To be done:
Repeat the lines below from the line with "outline --target=man playing" to the line with "Mark the region of every instance of the man", including both of those lines.

Contour annotation records
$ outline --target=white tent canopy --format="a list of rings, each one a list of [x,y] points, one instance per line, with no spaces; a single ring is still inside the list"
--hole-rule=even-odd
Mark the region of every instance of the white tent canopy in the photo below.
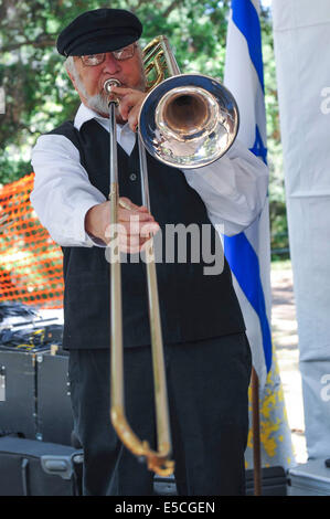
[[[273,0],[287,214],[310,458],[330,456],[330,2]]]

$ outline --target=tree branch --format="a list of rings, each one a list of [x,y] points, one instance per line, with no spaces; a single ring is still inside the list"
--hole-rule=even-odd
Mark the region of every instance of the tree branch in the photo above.
[[[9,45],[4,45],[1,49],[1,52],[10,52],[15,51],[17,49],[21,49],[23,45],[32,45],[34,49],[43,49],[45,46],[53,46],[56,42],[56,35],[50,34],[49,38],[44,38],[40,41],[38,40],[25,40],[24,42],[20,43],[10,43]]]

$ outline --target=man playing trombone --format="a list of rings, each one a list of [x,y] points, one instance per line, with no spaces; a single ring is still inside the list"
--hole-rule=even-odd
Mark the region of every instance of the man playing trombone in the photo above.
[[[136,434],[156,449],[146,264],[140,252],[150,234],[166,245],[168,226],[235,234],[259,214],[267,169],[237,140],[213,163],[178,169],[148,153],[151,209],[141,201],[136,128],[146,77],[136,15],[116,9],[88,11],[57,40],[58,52],[81,98],[74,121],[41,136],[33,149],[31,201],[42,224],[63,247],[64,348],[75,432],[84,448],[85,495],[152,495],[153,474],[119,441],[110,422],[109,97],[118,98],[119,203],[117,243],[121,264],[125,400]],[[104,87],[108,80],[110,96]],[[179,239],[180,240],[180,239]],[[207,243],[209,243],[207,242]],[[199,252],[203,244],[200,243]],[[251,351],[228,265],[205,274],[203,254],[157,264],[163,332],[172,458],[178,492],[244,494],[248,432]],[[137,261],[139,256],[139,261]],[[110,346],[110,348],[113,345]]]

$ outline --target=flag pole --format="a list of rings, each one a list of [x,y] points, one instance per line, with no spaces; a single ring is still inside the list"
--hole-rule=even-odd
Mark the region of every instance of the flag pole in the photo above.
[[[262,495],[262,454],[260,454],[260,421],[259,421],[259,379],[252,368],[252,431],[253,431],[253,476],[254,495]]]

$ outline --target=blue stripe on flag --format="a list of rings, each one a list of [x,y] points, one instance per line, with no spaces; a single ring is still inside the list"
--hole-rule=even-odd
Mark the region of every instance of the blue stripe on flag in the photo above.
[[[251,60],[264,91],[262,33],[257,11],[251,0],[232,0],[233,21],[245,35]]]
[[[272,367],[272,335],[266,314],[258,257],[243,232],[235,236],[224,236],[224,246],[231,269],[251,306],[258,315],[268,372]]]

Output:
$ outline --target=man playing trombone --format="a list of rings, each one a list of [x,y] points, one instance per line, with no spaces; a single ring is still inside the list"
--hole-rule=even-odd
Mark the region of every instance of the man playing trombone in the photo above.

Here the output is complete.